PROBLEM DESCRIPTION
Can you write out everything from the start of the data down to the line containing "x=553, y=49", both ends included, with each line kept identical? Leave the pictures out.
════════
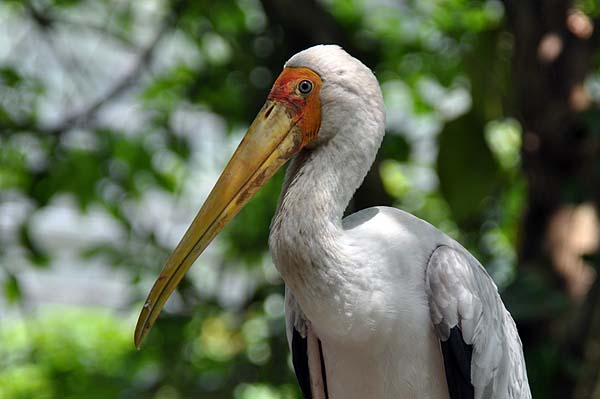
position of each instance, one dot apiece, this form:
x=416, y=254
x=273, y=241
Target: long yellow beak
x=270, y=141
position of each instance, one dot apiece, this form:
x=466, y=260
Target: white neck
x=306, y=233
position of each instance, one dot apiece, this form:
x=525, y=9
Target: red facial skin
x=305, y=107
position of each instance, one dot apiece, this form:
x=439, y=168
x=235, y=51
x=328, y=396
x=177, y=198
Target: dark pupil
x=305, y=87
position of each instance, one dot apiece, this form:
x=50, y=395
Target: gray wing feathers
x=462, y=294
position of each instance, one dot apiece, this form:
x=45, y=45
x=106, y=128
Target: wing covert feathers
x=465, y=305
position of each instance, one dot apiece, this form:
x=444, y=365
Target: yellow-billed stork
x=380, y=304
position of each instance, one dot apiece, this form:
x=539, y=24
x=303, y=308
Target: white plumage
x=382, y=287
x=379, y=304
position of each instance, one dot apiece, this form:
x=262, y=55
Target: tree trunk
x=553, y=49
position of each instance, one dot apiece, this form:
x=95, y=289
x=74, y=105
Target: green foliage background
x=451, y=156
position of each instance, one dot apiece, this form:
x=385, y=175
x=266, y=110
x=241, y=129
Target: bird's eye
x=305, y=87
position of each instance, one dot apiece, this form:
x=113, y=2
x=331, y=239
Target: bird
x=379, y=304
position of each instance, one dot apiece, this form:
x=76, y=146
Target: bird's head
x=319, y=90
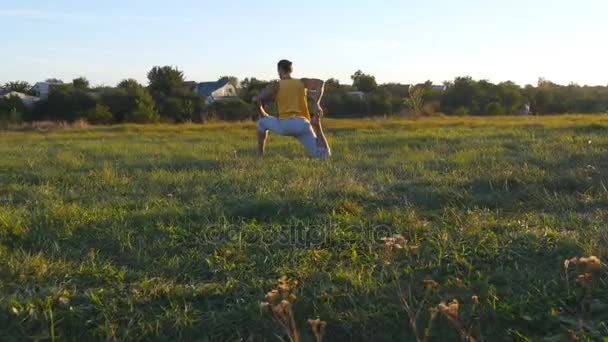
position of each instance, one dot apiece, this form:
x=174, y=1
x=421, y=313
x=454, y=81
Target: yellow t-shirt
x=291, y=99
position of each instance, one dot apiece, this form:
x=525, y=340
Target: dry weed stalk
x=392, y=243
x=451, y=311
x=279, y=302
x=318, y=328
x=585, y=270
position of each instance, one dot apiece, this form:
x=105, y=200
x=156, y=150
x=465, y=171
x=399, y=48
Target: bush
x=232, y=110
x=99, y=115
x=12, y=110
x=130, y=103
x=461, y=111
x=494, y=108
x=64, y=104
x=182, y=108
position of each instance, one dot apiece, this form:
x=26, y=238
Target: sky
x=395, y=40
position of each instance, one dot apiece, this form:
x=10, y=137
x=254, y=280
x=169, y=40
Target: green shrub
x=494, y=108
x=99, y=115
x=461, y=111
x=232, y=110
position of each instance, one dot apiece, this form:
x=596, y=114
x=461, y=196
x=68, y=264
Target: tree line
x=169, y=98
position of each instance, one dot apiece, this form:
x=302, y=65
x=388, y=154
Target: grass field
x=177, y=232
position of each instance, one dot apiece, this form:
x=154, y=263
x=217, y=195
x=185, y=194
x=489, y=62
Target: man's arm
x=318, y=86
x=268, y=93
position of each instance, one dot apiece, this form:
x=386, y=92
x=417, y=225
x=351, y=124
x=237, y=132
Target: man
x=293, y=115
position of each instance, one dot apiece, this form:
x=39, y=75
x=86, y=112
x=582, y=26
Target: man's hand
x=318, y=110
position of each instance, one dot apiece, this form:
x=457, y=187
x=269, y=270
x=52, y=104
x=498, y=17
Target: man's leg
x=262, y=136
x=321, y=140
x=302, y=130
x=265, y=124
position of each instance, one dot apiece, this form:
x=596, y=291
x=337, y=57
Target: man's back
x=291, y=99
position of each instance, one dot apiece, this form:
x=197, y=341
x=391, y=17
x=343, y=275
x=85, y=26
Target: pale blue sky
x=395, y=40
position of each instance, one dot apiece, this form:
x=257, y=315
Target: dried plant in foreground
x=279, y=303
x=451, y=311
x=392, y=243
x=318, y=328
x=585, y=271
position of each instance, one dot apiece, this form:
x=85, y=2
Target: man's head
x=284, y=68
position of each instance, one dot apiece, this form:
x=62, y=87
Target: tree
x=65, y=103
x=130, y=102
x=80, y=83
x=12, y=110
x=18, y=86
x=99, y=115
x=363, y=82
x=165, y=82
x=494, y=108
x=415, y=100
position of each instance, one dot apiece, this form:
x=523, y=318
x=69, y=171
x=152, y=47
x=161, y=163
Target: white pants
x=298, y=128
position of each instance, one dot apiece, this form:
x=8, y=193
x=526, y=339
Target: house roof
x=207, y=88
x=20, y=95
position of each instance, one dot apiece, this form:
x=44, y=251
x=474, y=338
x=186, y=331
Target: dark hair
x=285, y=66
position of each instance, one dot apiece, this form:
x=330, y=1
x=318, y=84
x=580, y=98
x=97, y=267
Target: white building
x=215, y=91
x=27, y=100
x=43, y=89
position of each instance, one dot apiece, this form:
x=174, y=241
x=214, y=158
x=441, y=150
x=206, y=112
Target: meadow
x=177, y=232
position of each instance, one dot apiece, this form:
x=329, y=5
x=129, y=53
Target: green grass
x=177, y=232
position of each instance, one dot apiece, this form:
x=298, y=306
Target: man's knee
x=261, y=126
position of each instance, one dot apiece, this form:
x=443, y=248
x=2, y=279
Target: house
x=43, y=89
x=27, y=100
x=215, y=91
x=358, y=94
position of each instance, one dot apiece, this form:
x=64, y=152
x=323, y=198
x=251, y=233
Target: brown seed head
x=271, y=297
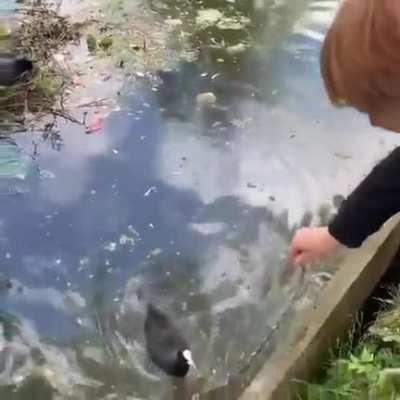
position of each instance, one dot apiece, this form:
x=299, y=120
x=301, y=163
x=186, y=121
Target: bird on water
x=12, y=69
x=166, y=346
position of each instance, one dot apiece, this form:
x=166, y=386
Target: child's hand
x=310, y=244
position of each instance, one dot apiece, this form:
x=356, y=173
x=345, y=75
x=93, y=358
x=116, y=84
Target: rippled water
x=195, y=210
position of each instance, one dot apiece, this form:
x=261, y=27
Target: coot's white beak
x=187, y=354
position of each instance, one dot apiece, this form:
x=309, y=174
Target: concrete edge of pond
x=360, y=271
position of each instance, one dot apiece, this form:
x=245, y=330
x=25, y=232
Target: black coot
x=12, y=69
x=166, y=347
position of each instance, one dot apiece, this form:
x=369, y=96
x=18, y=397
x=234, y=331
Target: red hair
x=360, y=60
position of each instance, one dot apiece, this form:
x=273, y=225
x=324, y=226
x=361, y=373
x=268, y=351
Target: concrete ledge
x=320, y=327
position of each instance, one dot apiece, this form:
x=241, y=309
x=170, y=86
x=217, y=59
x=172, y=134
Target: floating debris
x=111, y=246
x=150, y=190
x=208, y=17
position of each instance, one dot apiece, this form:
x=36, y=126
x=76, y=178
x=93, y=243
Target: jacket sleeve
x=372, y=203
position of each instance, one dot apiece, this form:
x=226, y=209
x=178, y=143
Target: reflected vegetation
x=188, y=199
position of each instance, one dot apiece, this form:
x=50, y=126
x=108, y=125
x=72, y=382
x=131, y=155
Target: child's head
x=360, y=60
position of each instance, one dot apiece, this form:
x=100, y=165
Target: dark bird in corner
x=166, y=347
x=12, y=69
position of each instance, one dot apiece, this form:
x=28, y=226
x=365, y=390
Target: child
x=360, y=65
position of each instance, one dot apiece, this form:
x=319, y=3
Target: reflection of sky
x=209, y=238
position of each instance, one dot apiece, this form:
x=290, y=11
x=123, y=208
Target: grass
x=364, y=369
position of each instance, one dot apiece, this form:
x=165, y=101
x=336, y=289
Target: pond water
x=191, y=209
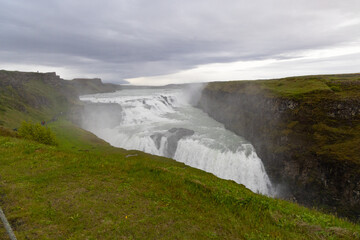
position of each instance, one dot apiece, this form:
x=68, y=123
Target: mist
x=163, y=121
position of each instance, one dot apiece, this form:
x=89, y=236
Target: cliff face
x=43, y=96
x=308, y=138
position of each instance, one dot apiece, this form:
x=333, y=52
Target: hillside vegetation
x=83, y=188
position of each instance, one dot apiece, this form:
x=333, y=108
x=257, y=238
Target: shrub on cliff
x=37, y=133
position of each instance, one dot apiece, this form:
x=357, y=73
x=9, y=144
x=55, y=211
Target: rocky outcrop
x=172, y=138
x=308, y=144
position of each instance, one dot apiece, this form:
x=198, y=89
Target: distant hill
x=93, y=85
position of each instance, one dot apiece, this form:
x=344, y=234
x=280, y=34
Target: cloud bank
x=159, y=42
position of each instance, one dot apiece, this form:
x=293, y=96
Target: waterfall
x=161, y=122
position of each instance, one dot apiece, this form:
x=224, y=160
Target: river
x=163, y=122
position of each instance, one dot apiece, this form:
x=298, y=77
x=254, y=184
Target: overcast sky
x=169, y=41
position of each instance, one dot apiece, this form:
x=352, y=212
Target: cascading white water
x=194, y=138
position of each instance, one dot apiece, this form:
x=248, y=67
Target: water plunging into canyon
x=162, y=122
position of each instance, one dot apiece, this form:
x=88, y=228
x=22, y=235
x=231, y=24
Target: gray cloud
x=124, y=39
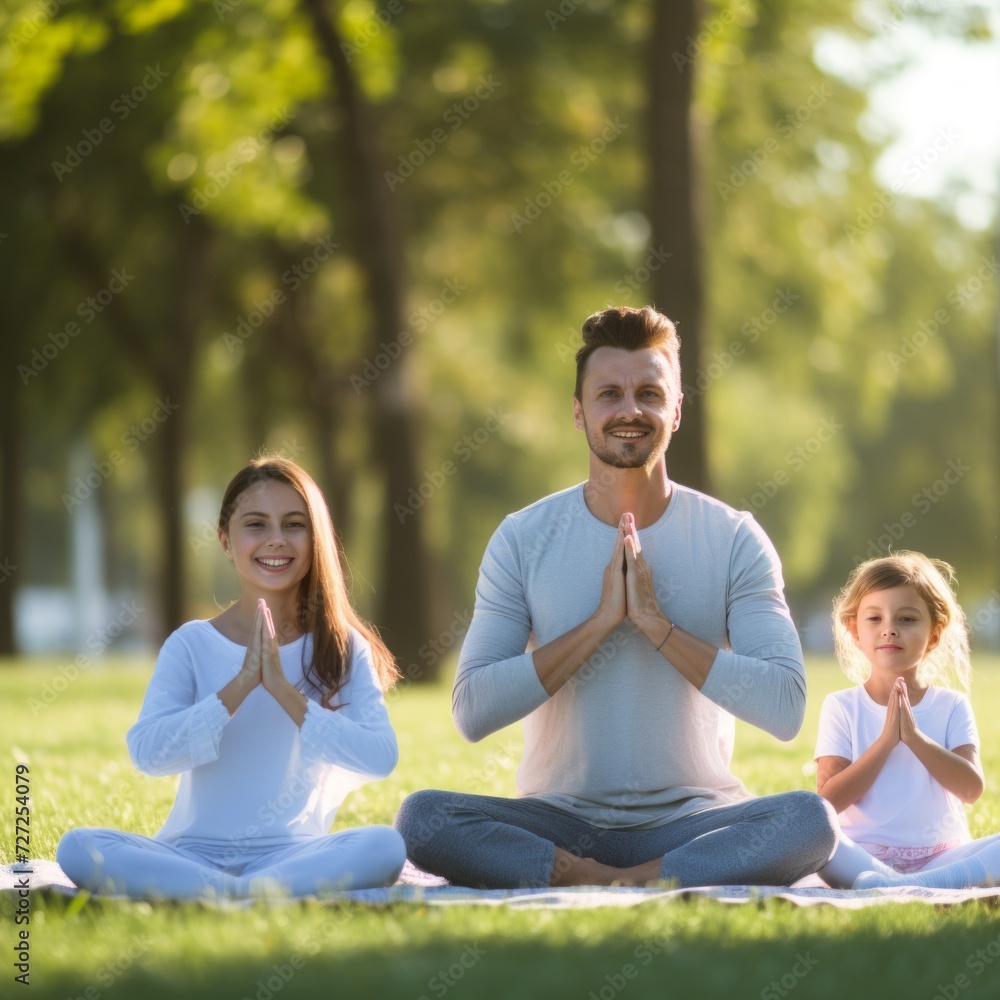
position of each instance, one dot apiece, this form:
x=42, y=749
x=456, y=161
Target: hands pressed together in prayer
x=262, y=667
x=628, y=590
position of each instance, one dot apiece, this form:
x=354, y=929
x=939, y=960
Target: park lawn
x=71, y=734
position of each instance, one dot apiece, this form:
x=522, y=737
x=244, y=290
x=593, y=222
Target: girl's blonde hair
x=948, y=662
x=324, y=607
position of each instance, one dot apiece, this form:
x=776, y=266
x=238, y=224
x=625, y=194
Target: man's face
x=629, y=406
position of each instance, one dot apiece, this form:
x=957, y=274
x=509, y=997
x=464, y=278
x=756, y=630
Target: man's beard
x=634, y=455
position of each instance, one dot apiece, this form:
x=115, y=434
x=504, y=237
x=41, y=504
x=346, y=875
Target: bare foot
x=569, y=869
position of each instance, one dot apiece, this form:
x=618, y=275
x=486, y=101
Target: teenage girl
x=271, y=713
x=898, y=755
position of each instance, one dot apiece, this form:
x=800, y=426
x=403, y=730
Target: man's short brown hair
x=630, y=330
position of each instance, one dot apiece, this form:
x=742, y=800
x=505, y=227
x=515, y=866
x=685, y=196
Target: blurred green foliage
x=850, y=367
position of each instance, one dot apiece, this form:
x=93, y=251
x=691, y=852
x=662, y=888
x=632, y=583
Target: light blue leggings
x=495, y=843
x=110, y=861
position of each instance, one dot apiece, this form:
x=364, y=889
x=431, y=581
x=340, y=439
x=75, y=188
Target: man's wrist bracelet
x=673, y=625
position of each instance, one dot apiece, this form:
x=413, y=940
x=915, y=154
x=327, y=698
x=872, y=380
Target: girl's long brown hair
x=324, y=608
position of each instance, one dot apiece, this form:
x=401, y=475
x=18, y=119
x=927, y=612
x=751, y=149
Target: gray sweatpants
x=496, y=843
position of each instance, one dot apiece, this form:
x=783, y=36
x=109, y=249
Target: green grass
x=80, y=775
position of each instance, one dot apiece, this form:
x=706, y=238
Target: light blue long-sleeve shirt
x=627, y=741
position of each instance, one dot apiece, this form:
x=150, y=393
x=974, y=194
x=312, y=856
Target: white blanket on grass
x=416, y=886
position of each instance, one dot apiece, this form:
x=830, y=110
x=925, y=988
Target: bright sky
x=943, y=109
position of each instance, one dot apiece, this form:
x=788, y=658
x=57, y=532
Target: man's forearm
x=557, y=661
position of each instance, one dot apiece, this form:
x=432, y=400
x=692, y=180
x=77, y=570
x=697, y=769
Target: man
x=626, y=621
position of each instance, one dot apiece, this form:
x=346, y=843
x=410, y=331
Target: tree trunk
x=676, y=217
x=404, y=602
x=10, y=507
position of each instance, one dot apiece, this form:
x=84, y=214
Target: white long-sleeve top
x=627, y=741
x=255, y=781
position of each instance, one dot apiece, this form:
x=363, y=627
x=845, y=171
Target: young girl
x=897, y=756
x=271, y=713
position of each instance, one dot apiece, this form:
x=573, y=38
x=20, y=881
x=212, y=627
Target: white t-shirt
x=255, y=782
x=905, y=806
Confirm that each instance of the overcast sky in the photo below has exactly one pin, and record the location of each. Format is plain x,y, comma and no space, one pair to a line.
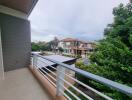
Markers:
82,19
════════
CORRECT RESULT
position of each instance, one dot apiece, this form:
x=416, y=254
x=273, y=241
Target: long yellow beak
x=270, y=141
position of each instance, one dot apiece, this form:
x=466, y=260
Target: white neck
x=306, y=233
position of each instance, one dot apiece, this form:
x=525, y=9
Target: red facial skin
x=305, y=107
position of each instance, one dot apiece, this form:
x=439, y=168
x=235, y=51
x=328, y=396
x=177, y=198
Target: dark pupil
x=305, y=87
position of each instance, one dot apiece, this form:
x=50, y=395
Target: gray wing feathers
x=462, y=294
position of each instance, one dot apiece, this form:
x=45, y=45
x=106, y=128
Target: wing covert feathers
x=465, y=305
position of each instance, one dot apiece, this form:
x=444, y=365
Target: yellow-billed stork
x=380, y=304
position of each instance, one dot apiece, this form:
x=539, y=24
x=303, y=308
Target: white plumage
x=382, y=287
x=379, y=304
position of each instance, one dot apiece, this form:
x=262, y=55
Target: tree trunk
x=553, y=49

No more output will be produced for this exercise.